The request:
In the lines below, find the one that contains "For each instance of the woman's" and write it out exactly, along with every line that follows it.

Dataset excerpt:
= = = = =

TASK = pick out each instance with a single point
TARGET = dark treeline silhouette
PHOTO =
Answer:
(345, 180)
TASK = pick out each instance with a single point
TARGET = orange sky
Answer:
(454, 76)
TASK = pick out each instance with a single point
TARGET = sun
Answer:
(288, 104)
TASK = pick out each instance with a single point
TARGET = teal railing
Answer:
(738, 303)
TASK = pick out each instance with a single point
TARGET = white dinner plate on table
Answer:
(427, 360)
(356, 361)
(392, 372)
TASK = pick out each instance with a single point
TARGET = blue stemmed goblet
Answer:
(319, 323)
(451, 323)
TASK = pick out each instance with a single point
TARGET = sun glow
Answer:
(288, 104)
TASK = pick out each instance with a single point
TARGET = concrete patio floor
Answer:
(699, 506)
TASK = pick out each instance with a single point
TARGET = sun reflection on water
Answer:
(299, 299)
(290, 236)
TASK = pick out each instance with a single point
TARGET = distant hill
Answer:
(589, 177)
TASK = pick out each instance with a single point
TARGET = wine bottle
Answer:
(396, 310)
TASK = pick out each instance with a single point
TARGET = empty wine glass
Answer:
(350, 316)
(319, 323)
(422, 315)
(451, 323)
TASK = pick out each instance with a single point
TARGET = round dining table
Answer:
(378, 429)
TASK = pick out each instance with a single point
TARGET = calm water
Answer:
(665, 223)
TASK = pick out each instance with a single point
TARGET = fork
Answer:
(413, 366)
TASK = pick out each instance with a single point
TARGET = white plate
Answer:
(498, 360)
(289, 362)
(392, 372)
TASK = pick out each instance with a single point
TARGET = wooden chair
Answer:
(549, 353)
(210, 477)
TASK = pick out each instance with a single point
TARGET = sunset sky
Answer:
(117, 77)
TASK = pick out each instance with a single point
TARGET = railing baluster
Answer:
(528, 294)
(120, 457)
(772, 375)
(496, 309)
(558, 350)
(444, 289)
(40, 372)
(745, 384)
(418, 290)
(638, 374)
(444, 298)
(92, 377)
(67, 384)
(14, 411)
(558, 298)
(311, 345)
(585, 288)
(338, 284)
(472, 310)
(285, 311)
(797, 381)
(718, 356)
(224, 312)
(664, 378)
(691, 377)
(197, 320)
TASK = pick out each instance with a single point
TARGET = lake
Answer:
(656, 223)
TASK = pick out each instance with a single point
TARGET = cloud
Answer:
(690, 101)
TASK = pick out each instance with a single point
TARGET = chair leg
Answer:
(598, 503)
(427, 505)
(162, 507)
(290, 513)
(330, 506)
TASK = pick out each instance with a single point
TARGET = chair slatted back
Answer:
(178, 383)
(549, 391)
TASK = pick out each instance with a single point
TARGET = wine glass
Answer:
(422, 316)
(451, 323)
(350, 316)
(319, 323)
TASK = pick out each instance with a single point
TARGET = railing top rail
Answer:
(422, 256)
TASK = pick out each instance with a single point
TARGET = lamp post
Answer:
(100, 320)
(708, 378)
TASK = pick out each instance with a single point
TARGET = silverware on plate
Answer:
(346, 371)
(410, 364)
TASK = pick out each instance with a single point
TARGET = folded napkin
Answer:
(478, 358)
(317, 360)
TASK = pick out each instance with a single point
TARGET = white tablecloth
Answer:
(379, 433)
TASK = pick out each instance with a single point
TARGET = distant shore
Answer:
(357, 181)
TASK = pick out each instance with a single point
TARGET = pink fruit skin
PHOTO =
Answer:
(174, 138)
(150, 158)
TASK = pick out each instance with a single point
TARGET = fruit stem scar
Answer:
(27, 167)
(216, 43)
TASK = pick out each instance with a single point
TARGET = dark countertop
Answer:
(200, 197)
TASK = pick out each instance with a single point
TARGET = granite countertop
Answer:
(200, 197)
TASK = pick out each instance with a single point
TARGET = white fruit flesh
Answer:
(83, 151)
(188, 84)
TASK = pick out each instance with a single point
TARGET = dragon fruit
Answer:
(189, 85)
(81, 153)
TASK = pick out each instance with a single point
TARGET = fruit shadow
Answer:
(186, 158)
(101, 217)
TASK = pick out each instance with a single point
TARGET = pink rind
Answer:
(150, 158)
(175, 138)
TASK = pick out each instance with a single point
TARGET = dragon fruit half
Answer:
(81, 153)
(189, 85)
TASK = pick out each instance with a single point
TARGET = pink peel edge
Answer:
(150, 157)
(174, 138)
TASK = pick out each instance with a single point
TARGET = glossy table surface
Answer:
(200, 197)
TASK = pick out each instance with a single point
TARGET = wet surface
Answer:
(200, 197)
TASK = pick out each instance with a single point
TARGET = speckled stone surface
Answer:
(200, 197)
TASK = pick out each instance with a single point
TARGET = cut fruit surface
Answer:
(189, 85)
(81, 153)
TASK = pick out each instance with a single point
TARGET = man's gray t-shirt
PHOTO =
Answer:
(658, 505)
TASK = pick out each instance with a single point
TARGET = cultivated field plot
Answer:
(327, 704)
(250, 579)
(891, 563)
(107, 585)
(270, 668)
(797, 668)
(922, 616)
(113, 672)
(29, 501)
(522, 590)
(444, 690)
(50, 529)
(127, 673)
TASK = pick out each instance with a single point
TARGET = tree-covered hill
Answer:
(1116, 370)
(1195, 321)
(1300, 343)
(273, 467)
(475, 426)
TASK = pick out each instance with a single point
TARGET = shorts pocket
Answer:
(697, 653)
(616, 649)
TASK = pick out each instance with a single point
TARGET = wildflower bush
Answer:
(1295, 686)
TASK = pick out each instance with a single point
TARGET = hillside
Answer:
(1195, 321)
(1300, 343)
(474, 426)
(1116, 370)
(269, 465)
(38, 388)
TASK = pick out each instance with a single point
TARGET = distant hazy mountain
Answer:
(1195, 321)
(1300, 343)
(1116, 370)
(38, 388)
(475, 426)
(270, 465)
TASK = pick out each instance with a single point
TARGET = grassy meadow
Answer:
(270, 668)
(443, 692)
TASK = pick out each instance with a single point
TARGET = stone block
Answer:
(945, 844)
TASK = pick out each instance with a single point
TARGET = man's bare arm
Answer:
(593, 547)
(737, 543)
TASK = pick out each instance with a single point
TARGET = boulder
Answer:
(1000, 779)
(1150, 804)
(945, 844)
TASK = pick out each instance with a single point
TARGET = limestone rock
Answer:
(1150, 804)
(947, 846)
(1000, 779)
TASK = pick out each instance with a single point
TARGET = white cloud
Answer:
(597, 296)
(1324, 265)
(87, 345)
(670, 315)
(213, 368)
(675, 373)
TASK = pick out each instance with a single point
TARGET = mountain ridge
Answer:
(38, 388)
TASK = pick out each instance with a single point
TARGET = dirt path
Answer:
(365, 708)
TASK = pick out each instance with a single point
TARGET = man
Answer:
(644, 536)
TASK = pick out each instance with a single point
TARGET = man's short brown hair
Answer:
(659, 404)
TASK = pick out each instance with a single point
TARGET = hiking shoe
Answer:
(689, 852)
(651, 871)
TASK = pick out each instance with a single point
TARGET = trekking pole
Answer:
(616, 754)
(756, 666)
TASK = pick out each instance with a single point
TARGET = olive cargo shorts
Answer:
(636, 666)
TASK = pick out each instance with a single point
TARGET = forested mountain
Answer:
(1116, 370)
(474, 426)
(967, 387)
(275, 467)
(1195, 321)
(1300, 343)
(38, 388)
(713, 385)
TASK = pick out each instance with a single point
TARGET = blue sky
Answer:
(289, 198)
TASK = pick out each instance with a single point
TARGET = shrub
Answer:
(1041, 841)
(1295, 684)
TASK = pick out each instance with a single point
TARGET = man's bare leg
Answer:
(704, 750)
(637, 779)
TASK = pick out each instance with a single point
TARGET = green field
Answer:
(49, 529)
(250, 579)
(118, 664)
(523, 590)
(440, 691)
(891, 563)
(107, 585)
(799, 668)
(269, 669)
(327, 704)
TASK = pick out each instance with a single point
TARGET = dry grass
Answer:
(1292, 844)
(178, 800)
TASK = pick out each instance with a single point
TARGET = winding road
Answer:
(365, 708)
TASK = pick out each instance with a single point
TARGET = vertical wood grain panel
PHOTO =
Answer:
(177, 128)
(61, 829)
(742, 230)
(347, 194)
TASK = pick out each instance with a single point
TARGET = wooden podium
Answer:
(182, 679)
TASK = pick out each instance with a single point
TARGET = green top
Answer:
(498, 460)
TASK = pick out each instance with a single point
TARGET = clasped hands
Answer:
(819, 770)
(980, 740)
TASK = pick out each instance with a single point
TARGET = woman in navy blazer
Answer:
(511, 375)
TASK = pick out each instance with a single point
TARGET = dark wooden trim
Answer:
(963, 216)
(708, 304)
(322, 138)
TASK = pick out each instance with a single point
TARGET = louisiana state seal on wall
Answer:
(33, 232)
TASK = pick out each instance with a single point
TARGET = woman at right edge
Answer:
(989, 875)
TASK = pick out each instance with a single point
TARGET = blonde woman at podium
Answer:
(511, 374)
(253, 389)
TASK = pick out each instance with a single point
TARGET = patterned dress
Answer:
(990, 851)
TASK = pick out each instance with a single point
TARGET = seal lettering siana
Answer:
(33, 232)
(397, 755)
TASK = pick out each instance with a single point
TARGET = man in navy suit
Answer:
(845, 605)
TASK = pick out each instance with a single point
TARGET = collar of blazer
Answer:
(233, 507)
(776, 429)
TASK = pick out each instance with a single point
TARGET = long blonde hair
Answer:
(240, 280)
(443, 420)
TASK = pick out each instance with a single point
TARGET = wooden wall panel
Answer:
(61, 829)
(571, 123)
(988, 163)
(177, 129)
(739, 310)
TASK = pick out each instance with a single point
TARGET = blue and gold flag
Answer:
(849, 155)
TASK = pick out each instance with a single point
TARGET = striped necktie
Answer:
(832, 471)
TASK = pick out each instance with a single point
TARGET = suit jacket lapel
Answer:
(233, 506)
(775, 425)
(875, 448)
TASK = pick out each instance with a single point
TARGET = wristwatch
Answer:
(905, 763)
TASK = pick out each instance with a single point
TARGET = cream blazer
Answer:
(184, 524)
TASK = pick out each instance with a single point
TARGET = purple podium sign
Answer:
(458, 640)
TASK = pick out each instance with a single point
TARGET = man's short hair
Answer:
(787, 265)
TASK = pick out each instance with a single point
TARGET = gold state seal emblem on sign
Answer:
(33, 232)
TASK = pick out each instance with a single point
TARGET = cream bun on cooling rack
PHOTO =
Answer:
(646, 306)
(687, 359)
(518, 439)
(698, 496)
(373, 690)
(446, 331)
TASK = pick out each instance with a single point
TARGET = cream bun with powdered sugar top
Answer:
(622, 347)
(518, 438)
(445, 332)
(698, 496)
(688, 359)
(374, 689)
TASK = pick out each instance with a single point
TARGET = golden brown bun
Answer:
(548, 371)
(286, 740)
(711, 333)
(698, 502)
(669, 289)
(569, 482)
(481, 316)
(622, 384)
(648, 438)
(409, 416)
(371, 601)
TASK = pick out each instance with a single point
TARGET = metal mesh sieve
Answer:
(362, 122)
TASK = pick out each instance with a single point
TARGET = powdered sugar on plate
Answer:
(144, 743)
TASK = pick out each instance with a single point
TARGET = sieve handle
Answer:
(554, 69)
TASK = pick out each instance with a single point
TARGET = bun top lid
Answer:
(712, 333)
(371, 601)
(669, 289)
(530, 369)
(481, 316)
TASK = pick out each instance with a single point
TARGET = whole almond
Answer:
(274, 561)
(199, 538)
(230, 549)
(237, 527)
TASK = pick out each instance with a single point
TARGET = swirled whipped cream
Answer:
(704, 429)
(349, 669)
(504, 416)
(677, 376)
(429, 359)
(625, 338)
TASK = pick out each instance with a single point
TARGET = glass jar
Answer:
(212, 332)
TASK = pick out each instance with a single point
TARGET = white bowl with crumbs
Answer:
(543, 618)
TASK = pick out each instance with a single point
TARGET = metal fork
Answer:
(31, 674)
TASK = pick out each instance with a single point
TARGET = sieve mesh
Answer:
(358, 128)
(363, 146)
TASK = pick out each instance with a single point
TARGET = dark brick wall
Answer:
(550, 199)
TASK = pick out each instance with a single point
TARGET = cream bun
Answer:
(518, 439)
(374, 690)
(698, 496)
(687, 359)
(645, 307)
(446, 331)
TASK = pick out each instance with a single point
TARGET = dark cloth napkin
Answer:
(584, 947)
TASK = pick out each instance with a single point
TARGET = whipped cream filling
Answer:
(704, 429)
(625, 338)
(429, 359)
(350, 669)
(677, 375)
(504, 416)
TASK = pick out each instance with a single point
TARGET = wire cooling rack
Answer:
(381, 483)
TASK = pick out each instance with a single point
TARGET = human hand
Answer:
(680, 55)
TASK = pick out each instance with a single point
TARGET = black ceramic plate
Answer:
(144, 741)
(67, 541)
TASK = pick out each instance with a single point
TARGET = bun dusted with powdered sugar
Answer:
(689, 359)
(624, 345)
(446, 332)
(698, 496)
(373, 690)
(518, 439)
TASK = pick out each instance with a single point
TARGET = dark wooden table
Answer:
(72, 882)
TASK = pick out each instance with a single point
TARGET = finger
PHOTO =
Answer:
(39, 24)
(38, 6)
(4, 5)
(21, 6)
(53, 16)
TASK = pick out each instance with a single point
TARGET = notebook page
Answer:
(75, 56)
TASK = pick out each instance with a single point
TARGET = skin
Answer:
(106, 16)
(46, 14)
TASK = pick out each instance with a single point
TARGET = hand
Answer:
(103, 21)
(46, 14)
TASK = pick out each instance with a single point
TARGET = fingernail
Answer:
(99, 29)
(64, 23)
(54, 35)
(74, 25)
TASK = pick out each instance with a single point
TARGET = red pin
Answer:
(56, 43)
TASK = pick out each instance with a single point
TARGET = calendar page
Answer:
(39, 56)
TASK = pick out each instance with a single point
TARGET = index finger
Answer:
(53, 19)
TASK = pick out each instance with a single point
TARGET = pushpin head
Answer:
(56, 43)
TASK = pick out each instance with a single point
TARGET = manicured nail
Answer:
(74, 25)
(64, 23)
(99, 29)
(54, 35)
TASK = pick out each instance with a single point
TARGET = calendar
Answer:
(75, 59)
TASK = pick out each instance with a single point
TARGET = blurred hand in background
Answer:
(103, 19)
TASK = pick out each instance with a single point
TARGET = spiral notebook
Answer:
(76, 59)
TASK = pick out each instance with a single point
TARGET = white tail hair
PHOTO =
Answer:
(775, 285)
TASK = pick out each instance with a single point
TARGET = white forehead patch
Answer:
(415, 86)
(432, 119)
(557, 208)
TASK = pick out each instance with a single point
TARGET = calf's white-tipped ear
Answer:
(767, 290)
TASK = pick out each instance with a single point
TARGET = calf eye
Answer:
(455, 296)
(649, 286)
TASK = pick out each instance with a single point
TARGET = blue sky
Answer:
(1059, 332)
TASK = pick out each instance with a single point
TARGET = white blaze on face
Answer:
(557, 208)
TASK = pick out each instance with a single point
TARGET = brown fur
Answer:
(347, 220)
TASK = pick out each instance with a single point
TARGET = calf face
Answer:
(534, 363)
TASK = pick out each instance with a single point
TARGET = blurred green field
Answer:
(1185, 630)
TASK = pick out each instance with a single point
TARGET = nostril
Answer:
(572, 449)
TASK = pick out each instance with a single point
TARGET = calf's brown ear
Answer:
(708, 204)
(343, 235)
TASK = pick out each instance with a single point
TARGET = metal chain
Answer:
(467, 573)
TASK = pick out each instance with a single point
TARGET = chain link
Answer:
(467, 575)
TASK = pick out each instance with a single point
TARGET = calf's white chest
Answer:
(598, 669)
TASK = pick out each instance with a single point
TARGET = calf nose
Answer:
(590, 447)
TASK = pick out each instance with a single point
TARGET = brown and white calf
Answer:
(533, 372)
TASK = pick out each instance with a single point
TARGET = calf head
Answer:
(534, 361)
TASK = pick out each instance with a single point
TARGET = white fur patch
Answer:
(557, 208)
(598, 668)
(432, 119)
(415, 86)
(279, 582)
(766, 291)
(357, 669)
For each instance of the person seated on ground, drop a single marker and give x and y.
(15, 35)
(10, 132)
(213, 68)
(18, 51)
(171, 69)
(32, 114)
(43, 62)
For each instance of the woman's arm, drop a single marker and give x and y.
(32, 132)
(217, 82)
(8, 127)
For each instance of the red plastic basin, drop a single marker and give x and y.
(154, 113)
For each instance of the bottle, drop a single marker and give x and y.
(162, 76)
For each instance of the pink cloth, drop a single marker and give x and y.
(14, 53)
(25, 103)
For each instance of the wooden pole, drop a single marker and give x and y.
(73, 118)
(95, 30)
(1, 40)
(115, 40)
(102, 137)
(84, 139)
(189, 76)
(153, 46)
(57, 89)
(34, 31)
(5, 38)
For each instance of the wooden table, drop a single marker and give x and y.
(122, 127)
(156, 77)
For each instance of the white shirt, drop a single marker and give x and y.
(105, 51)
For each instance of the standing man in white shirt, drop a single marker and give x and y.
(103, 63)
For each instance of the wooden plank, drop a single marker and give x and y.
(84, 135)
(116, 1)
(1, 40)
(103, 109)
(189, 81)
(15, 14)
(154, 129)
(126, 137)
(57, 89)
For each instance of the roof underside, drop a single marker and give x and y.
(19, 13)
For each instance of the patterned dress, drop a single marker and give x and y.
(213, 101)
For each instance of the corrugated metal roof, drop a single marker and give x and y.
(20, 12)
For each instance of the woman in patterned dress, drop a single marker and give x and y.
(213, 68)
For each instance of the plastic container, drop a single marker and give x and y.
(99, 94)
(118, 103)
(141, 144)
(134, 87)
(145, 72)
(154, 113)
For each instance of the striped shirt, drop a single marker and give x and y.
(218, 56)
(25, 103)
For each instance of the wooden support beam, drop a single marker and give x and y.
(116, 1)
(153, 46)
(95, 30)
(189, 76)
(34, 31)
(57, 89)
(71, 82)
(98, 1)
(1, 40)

= = = = =

Final result:
For each instance of the woman's arm, drop a single marker and give x and y.
(32, 132)
(217, 82)
(8, 127)
For each instance of the red plastic basin, drop a single marker and give x and y.
(154, 113)
For each instance of the bottle, drop a single marker and give x and y.
(162, 76)
For each instance of the pink cloth, drop a single marker and give x and y.
(14, 53)
(25, 103)
For each instance of the wooden pole, drop a single marker and give x and y.
(73, 118)
(95, 30)
(1, 40)
(115, 40)
(102, 137)
(84, 139)
(189, 76)
(153, 46)
(57, 89)
(34, 31)
(5, 38)
For each instance of the wooden table, drop a single marker and give x and y.
(122, 127)
(156, 77)
For each instance of the white shirt, drop a single marker and give x and y.
(105, 51)
For each instance of the standing man in white shirt, drop a single marker and give x and y.
(103, 63)
For each instance of the wooden plank, drop a single marker and give x and y.
(84, 135)
(116, 1)
(1, 40)
(103, 109)
(189, 81)
(15, 14)
(154, 129)
(126, 137)
(57, 89)
For each instance of the roof underside, drop a single marker and give x and y.
(19, 13)
For each instance of the patterned dress, drop a single marker and give x and y.
(213, 101)
For each instance of the corrugated metal roof, drop a single marker and give x and y.
(20, 12)
For each instance of the woman in patterned dress, drop a single marker and give x and y.
(213, 68)
For each instance of the plastic container, drop a single marker and give x and y.
(99, 94)
(118, 103)
(141, 144)
(134, 87)
(145, 72)
(154, 113)
For each instance of the striped shirt, drop a single marker and give x and y.
(218, 56)
(25, 103)
For each instance of the wooden support beam, drop a single marker and give x and y.
(116, 1)
(153, 46)
(95, 30)
(189, 76)
(34, 31)
(57, 89)
(71, 82)
(98, 1)
(1, 40)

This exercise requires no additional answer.